PARIS: Le patron du Parti socialiste, Olivier Faure, est ressorti "sur sa faim" de son entretien mercredi avec le Premier ministre Sébastien Lecornu, resté selon lui "très flou sur ses intentions".

"Pour l'instant, nous sommes restés sur notre faim et nous verrons bien ce qu'il a à nous dire dans les prochains jours", a déclaré le premier secrétaire du PS, à l'issue de sa première rencontre à Matignon, qui a duré près de deux heures.

Si M. Lecornu était "là pour refaire François Bayrou, les mêmes causes produiraient les mêmes effets et nous censurerions dès la (déclaration) de politique générale", que prononce chaque nouveau Premier ministre, a-t-il prévenu à la veille d'une importante journée de mobilisation syndicale.

Il était accompagné par le chef de file des députés socialistes Boris Vallaud, celui des sénateurs Patrick Kanner, et la maire de Nantes Johanna Rolland.

━━━

- **ÉNONCÉ DU PROBLÈME**:
Reproduisez à l'identique le passage de l'article sur l'entretien d'Olivier Faure avec Sébastien Lecornu, de « PARIS: Le patron » à « Nantes Johanna Rolland. ».

━━━

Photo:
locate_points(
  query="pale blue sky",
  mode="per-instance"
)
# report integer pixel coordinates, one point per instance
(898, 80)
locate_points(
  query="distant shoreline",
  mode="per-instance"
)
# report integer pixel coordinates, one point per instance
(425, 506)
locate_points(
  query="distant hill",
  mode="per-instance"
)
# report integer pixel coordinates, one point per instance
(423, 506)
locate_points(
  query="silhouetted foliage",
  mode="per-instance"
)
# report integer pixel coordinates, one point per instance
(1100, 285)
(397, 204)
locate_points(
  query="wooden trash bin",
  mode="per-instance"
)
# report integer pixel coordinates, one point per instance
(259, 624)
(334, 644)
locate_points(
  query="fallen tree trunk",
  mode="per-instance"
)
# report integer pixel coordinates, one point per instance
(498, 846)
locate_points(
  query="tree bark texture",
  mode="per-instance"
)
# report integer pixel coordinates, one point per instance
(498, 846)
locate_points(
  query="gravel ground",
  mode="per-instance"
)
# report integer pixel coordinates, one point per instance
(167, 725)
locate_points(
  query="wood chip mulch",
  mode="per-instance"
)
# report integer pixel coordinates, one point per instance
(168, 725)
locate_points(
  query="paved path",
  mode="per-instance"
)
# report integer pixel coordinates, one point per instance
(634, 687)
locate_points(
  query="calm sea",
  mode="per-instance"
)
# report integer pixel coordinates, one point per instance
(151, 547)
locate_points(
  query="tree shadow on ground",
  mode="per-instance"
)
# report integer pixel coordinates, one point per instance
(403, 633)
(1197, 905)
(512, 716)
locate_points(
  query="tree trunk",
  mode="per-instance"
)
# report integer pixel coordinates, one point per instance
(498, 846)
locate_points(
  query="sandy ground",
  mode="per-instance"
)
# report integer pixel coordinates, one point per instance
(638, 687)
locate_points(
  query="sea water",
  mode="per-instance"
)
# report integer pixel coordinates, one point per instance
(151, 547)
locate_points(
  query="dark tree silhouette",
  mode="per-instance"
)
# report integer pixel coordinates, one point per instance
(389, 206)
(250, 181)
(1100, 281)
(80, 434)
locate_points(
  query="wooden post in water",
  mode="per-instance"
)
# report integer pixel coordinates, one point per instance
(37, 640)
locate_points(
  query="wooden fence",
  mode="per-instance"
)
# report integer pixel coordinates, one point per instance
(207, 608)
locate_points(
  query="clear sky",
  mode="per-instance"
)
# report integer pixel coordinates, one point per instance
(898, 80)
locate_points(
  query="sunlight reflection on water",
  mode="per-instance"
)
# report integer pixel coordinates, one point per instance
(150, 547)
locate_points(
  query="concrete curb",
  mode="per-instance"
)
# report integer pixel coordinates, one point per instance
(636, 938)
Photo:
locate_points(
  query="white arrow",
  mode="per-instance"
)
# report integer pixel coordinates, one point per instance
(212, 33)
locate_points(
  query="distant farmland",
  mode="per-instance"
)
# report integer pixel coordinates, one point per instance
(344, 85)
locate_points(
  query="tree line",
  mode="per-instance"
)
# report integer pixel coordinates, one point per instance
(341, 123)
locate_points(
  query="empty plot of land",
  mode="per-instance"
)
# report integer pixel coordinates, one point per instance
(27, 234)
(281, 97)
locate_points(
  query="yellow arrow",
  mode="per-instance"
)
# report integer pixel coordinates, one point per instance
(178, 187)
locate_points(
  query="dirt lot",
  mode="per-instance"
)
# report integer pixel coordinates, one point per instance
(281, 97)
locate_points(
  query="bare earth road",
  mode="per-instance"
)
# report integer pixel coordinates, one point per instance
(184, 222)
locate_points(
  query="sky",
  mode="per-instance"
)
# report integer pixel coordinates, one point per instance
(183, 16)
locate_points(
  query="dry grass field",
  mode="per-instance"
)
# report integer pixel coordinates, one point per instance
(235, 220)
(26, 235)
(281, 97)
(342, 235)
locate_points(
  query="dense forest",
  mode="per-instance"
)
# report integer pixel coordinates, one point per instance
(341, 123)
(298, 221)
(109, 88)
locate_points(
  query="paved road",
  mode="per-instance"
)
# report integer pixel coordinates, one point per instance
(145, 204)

━━━

- **RÉSULTAT ATTENDU**:
PARIS: Le patron du Parti socialiste, Olivier Faure, est ressorti "sur sa faim" de son entretien mercredi avec le Premier ministre Sébastien Lecornu, resté selon lui "très flou sur ses intentions".

"Pour l'instant, nous sommes restés sur notre faim et nous verrons bien ce qu'il a à nous dire dans les prochains jours", a déclaré le premier secrétaire du PS, à l'issue de sa première rencontre à Matignon, qui a duré près de deux heures.

Si M. Lecornu était "là pour refaire François Bayrou, les mêmes causes produiraient les mêmes effets et nous censurerions dès la (déclaration) de politique générale", que prononce chaque nouveau Premier ministre, a-t-il prévenu à la veille d'une importante journée de mobilisation syndicale.

Il était accompagné par le chef de file des députés socialistes Boris Vallaud, celui des sénateurs Patrick Kanner, et la maire de Nantes Johanna Rolland.